##### The records #####

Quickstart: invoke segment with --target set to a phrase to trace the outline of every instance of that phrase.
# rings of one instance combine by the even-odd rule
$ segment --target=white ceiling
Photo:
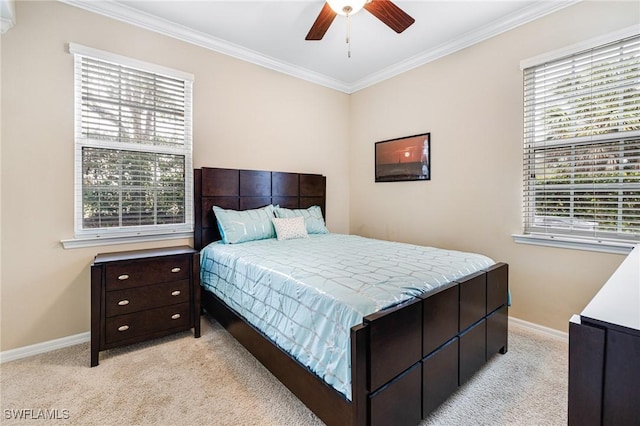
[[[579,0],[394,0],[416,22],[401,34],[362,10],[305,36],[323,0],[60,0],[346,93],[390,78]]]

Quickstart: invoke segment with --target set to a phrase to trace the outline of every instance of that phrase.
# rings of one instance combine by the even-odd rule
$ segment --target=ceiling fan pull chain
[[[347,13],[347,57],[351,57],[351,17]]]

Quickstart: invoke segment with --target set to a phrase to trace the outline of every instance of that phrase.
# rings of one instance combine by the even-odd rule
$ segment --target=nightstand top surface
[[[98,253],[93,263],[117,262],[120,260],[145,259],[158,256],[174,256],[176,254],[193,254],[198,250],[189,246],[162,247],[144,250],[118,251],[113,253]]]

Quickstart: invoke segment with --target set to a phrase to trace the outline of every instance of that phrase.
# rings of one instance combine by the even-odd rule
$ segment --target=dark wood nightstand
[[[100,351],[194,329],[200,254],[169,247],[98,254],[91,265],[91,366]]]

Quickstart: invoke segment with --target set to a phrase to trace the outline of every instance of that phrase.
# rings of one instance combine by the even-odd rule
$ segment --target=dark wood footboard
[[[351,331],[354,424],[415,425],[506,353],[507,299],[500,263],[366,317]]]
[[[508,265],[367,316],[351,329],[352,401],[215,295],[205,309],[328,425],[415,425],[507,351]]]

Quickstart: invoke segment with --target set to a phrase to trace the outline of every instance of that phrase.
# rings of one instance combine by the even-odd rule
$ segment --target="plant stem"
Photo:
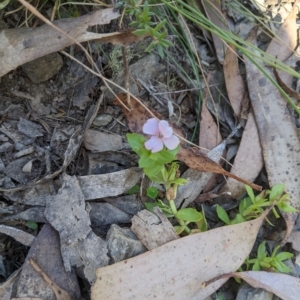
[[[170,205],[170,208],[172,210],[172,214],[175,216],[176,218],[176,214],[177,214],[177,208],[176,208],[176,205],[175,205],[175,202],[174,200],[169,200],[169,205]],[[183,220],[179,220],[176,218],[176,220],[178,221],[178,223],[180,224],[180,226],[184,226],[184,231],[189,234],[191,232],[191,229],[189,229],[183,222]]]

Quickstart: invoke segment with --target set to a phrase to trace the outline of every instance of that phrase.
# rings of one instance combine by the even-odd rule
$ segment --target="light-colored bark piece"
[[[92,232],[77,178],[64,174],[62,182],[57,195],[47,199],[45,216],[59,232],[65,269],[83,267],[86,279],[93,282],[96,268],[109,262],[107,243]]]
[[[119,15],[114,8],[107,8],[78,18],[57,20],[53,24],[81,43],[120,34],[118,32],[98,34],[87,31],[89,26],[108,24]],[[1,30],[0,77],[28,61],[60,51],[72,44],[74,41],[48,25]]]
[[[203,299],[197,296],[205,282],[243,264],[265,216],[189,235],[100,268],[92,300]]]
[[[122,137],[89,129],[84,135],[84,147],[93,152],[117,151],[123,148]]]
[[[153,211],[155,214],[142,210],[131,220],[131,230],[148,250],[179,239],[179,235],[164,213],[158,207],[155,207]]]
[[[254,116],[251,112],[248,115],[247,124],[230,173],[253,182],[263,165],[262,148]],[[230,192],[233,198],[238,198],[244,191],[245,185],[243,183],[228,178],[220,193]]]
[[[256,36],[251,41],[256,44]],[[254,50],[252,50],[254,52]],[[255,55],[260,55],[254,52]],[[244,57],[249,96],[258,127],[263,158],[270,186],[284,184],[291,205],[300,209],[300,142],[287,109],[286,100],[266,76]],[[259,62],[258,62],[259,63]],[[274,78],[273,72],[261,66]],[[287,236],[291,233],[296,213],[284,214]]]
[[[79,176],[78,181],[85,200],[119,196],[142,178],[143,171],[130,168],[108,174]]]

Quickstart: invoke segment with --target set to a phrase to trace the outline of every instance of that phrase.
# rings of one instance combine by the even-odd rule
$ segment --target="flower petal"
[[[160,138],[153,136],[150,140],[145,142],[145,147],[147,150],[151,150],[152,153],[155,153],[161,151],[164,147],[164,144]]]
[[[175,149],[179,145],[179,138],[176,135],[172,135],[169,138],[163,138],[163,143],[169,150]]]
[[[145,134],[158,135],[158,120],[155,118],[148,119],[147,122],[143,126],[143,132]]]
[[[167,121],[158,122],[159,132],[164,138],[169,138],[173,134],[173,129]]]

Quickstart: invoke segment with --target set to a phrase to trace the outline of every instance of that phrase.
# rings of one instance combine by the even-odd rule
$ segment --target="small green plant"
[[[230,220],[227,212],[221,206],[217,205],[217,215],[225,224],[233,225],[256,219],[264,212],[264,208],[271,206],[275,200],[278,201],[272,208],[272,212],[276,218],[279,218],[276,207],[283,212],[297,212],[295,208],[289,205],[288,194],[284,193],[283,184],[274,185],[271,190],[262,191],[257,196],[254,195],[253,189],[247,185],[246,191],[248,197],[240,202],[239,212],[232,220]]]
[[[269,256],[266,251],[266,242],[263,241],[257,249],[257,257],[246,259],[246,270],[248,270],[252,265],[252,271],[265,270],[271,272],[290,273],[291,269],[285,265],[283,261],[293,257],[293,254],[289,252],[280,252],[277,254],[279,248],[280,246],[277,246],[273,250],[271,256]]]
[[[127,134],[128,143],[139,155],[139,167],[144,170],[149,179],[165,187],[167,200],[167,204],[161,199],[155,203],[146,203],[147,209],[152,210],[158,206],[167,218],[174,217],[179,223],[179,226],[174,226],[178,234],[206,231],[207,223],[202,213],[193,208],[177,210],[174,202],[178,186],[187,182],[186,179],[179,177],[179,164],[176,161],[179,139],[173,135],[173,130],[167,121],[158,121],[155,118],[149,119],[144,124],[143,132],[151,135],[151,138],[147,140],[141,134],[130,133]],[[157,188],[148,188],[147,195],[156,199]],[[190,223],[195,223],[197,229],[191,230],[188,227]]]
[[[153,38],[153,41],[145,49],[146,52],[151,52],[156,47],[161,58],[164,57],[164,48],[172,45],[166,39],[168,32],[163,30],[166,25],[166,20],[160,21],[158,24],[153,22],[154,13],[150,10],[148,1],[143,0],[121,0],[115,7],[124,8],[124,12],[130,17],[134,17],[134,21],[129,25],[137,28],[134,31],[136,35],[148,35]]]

#####
##### The records #####

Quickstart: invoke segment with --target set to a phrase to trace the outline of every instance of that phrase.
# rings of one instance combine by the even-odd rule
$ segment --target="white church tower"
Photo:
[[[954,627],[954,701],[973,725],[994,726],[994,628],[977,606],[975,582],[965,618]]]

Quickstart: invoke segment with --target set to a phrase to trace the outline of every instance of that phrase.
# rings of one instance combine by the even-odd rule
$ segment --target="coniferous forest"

#####

#### Activity:
What is needed is the number of lines in these entries that include the word "white"; please give it alone.

#### Task output:
2